* PASSAGE GIVEN:
There may be any number of user derived types. A modern (not old) declaration
starts with a type, has attributes, then ::, then variable(s) names
integer i, pivot, query old
integer, intent (inout) :: arg1
integer (selected_int_kind (5)) :: i1, i2
integer, parameter :: m = 7
integer, dimension(0:4, -5:5, 10:100) :: A3D
double precision x old
real (selected_real_kind(15,300) :: x
complex :: z
logical, parameter :: what_if = .true.
character, parameter :: me = "Jon Squire"
type <name> a new user type, derived type
declarations
end type <name>
type (<name>) :: stuff declaring stuff to be of derived type <name>
real, dimension(:,:), allocatable, target :: A
real, dimension(:,:), pointer :: P
Attributes may be:
allocatable no memory used here, allocate later
dimension vector or multi dimensional array
external will be defined outside this compilation
intent argument may be in, inout or out
intrinsic declaring function to be an intrinsic
optional argument is optional
parameter declaring a constant, can not be changed later
pointer declaring a pointer
private in a module, a private declaration
public in a module, a public declaration
save keep value from one call to the next, static
target can be pointed to by a pointer
Note: not all combinations of attributes are legal
note: "statement" means key word that starts a statement, one line
unless there is a continuation "&"
"construct" means multiple lines, usually ending with "end ..."
"attribute" means it is used in a statement to further define
"old" means it should not be used in new code
allocatable attribute, no space allocated here, later allocate
allocate statement, allocate memory space now for variable
assign statement, old, assigned go to
assignment attribute, means subroutine is assignment (=)
block data construct, old, compilation unit, replaced by module
call statement, call a subroutine
case statement, used in select case structure
character statement, basic type, intrinsic data type
common statement, old, allowed overlaying of storage
complex statement, basic type, intrinsic data type
contains statement, internal subroutines and functions follow
continue statement, old, a place to put a statement number
cycle statement, continue the next iteration of a do loop
data statement, old, initialized variables and arrays
deallocate statement, free up storage used by specified variable
default statement, in a select case structure, all others
do construct, start a do loop
double precision statement, old, replaced by selected_real_kind(15,300)

* GOALS:
1. In the keyword list of the Fortran declaration notes, which entries are marked "old"? Name each one.
2. Transcribe the stretch of the Fortran declaration notes from "block data construct, old, compilation" through "replaced by selected_real_kind(15,300)".
3. Go on with the Fortran declaration notes from the point where they stop.
The records after this point are not needed.

Stored data entries:
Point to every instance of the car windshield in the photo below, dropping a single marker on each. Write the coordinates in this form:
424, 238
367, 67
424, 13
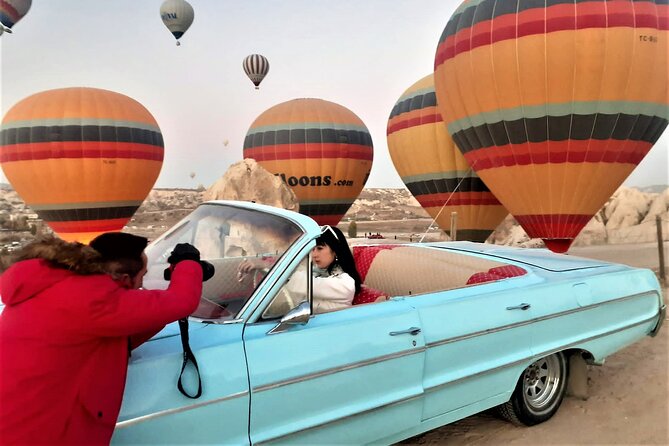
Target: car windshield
225, 236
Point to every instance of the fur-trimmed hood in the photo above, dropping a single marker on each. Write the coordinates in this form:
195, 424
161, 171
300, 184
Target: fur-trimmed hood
44, 263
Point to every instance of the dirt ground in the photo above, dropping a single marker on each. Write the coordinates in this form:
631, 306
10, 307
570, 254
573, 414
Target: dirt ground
627, 405
628, 397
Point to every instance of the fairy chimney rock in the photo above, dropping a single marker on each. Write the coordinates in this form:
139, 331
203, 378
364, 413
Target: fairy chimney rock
249, 181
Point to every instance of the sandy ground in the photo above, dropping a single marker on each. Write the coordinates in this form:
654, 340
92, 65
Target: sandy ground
628, 399
627, 404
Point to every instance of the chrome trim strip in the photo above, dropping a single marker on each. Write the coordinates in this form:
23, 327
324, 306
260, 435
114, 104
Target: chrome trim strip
406, 399
162, 413
535, 320
333, 370
662, 314
537, 356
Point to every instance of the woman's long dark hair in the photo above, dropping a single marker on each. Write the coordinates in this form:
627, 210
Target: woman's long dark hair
344, 257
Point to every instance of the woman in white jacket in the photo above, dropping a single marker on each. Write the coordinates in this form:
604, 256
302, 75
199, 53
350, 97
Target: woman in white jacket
335, 277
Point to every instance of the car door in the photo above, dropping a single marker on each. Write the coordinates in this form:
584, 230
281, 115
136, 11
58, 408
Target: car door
155, 412
351, 376
478, 341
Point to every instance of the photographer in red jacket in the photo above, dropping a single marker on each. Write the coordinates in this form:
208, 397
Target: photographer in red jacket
71, 315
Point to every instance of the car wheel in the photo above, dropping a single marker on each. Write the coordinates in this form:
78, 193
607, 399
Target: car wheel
539, 391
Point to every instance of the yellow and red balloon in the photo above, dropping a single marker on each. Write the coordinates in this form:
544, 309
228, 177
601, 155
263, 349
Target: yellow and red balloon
554, 104
434, 170
83, 159
322, 150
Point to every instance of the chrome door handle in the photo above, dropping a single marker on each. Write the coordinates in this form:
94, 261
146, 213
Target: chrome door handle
412, 331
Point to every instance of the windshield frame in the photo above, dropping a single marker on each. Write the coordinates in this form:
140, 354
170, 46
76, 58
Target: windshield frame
306, 229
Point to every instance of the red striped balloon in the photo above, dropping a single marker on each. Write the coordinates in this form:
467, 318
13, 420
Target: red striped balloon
434, 170
322, 150
554, 103
83, 159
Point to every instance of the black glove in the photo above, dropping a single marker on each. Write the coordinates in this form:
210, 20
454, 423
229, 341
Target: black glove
186, 251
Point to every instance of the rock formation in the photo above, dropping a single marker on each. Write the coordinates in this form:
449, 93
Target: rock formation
248, 181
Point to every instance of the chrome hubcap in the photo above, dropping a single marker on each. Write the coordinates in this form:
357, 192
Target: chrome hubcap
541, 381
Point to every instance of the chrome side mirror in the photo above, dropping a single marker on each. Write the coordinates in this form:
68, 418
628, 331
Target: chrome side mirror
297, 316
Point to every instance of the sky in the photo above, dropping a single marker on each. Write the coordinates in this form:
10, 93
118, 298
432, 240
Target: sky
362, 54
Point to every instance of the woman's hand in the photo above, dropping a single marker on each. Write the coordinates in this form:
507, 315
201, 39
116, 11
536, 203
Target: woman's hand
249, 266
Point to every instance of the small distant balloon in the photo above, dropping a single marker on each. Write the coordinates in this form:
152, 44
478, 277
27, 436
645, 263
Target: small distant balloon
177, 16
11, 11
256, 67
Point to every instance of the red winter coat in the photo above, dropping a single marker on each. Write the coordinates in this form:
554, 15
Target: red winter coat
64, 341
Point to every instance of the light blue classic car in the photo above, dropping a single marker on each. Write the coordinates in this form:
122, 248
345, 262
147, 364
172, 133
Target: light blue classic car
441, 331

* TASK-BY-TASK ANSWERS:
1. assign, block data, common, continue, data, double precision

2.
block data construct, old, compilation unit, replaced by module
call statement, call a subroutine
case statement, used in select case structure
character statement, basic type, intrinsic data type
common statement, old, allowed overlaying of storage
complex statement, basic type, intrinsic data type
contains statement, internal subroutines and functions follow
continue statement, old, a place to put a statement number
cycle statement, continue the next iteration of a do loop
data statement, old, initialized variables and arrays
deallocate statement, free up storage used by specified variable
default statement, in a select case structure, all others
do construct, start a do loop
double precision statement, old, replaced by selected_real_kind(15,300)

3.
else construct, part of if else if else end if
else if construct, part of if else if else end if
elsewhere construct, part of where elsewhere end where
end block data construct, old, ends block data
end do construct, ends do
end function construct, ends function
end if construct, ends if
end interface construct, ends interface
end module construct, ends module
end program construct, ends program
end select construct, ends select case
end subroutine construct, ends subroutine
end type construct, ends type
end where construct, ends where
entry statement, old, another entry point in a procedure
equivalence statement, old, overlaid storage
exit statement, continue execution outside of a do loop
external attribute, old statement, means defines else where
function construct, starts the definition of a function
go to statement, old, requires fixed form statement number
if statement and construct, if(...) statement
implicit statement, "none" is preferred to help find errors
in a keyword for intent, the argument is read only
inout a keyword for intent, the argument is read/write
integer statement, basic type, intrinsic data type
intent attribute, intent(in) or intent(out) or intent(inout)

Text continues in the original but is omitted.